**Exercise**
Convert everything from the line containing "</instance>" down to the end of the records into a numbered list, omitting any blank lines.

- Opening Delimiter -

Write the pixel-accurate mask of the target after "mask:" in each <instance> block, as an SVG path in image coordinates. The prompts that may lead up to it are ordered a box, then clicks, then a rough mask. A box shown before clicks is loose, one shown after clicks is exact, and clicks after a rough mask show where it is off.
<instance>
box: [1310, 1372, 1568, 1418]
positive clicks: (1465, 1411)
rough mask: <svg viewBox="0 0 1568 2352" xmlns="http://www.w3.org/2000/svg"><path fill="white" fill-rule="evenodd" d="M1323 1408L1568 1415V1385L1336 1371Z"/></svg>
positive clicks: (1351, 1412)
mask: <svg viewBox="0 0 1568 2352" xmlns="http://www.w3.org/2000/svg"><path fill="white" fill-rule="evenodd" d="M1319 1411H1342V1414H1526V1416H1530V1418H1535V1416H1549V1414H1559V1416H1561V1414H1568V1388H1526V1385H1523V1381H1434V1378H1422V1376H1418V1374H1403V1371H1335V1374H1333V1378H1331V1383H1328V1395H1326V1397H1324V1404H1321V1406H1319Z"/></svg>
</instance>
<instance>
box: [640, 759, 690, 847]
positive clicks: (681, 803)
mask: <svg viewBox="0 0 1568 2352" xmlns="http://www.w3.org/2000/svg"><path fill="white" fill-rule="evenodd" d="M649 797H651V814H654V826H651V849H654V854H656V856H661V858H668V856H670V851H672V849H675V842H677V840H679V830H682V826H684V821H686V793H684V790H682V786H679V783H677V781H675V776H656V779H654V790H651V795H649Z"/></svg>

- Closing Delimiter -

**Solution for this exercise**
1. </instance>
2. <instance>
3. box: [640, 759, 690, 847]
4. positive clicks: (681, 803)
5. mask: <svg viewBox="0 0 1568 2352" xmlns="http://www.w3.org/2000/svg"><path fill="white" fill-rule="evenodd" d="M649 797H651V814H654V826H651V849H654V854H656V856H661V858H668V856H670V851H672V849H675V842H677V840H679V830H682V826H684V821H686V793H684V790H682V786H679V783H677V781H675V776H656V779H654V790H651V795H649Z"/></svg>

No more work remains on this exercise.